Point-per-instance localization data:
+++

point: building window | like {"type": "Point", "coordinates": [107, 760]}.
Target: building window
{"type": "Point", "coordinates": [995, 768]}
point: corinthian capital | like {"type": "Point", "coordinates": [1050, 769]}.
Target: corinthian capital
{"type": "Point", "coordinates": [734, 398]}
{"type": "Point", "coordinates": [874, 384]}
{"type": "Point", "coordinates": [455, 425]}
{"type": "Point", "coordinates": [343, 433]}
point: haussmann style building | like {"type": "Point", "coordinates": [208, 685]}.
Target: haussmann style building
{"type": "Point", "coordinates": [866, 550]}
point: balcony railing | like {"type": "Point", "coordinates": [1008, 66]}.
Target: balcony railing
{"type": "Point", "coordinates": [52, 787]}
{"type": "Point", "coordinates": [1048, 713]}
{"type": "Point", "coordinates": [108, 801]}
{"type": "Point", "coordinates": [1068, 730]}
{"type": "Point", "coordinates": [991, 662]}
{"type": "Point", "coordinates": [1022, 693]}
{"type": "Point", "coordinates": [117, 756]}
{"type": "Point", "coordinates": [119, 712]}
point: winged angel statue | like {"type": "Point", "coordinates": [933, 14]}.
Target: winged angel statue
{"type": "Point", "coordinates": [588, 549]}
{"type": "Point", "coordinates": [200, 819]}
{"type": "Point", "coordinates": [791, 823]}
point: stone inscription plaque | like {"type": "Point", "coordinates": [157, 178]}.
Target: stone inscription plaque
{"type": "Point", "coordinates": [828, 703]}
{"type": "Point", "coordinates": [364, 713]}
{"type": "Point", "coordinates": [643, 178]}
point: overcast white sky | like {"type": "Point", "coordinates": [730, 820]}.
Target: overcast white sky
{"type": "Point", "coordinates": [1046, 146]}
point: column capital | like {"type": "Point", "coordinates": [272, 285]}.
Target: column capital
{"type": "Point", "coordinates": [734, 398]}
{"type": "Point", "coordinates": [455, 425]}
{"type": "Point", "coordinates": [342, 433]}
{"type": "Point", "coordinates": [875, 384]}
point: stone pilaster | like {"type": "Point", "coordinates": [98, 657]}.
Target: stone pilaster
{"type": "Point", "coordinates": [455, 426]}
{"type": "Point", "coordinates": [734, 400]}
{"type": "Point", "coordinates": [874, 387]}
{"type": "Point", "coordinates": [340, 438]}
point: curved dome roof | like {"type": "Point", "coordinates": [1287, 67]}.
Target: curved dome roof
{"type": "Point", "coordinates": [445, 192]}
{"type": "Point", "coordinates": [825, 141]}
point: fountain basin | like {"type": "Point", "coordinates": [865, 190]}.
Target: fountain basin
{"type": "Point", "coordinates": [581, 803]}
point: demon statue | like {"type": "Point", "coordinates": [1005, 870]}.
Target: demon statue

+++

» **ACTIVITY**: Show all lines in the entries above where the string "demon" appears.

» **EXERCISE OUTPUT**:
point: demon statue | like {"type": "Point", "coordinates": [1005, 870]}.
Target: demon statue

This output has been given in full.